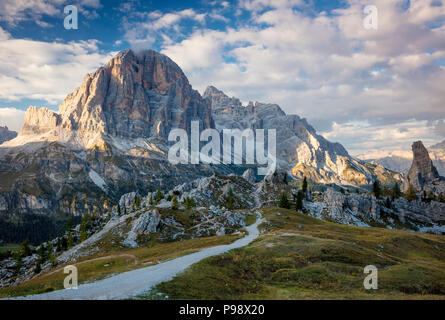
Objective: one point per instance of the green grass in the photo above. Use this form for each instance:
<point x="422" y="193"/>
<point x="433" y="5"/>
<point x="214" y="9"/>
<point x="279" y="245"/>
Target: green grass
<point x="100" y="269"/>
<point x="299" y="257"/>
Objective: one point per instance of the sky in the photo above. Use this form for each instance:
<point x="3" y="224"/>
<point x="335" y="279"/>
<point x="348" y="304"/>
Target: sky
<point x="371" y="89"/>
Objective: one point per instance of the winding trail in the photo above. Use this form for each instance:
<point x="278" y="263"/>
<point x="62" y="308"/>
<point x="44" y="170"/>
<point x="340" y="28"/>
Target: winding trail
<point x="135" y="282"/>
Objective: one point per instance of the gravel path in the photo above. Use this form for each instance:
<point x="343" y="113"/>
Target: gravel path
<point x="135" y="282"/>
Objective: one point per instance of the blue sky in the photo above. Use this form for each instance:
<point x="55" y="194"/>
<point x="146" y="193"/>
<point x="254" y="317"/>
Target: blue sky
<point x="368" y="89"/>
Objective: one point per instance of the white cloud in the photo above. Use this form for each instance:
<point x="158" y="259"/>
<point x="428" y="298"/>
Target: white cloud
<point x="366" y="138"/>
<point x="328" y="68"/>
<point x="12" y="118"/>
<point x="15" y="11"/>
<point x="45" y="70"/>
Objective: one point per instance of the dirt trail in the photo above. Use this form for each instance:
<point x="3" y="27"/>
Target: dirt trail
<point x="133" y="257"/>
<point x="135" y="282"/>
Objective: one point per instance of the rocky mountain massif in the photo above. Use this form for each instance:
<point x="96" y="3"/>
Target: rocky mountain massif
<point x="6" y="134"/>
<point x="300" y="150"/>
<point x="400" y="161"/>
<point x="214" y="205"/>
<point x="423" y="175"/>
<point x="109" y="138"/>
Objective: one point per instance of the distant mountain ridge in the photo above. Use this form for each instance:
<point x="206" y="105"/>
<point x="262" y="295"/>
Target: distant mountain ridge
<point x="110" y="137"/>
<point x="401" y="161"/>
<point x="299" y="148"/>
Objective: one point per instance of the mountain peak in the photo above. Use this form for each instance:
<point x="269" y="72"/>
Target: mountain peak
<point x="422" y="169"/>
<point x="137" y="94"/>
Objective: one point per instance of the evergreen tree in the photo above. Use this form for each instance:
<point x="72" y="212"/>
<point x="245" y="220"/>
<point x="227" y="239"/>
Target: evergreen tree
<point x="175" y="203"/>
<point x="284" y="202"/>
<point x="38" y="267"/>
<point x="376" y="190"/>
<point x="83" y="235"/>
<point x="64" y="244"/>
<point x="70" y="240"/>
<point x="26" y="250"/>
<point x="285" y="178"/>
<point x="411" y="194"/>
<point x="423" y="196"/>
<point x="299" y="202"/>
<point x="388" y="202"/>
<point x="431" y="196"/>
<point x="69" y="224"/>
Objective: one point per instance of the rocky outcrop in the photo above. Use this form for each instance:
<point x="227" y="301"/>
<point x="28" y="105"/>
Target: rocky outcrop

────────────────

## WORK REQUIRED
Only the lines that hold the word "instance" are wanted; each should be pulled from the records.

## ANSWER SECTION
Objective: one point per instance of the green grass in the photo above. Use this form for each instance:
Objective: one point per instance of the sky in the photo above. Use this form for each instance:
Objective: one point per instance of the winding trail in the photo above. Use this form for each instance:
Objective: one point per instance of the gravel path in the photo above. Use this form for each instance:
Objective: one point per instance of the blue sky in the photo above. Use this form for each instance:
Objective: one point per instance of the white cloud in the photo above. Use this form for each instance:
Objective: one point per instance of the dirt trail in the photo above. Use this form for each instance:
Objective: one point per instance of the rocky mountain massif in the photo above. Use this form for each instance:
Objective: one point per instance of the distant mountain ridge in the photo above. Use this form for each instance:
Objective: one point per instance of the mountain peak in the photo above. Use this form for each instance:
Objective: one point per instance of the evergreen tree in the photo above. Use this form for each instance:
Objective: one point per instance of the rocky outcrop in the photo above. Use this form for each instance:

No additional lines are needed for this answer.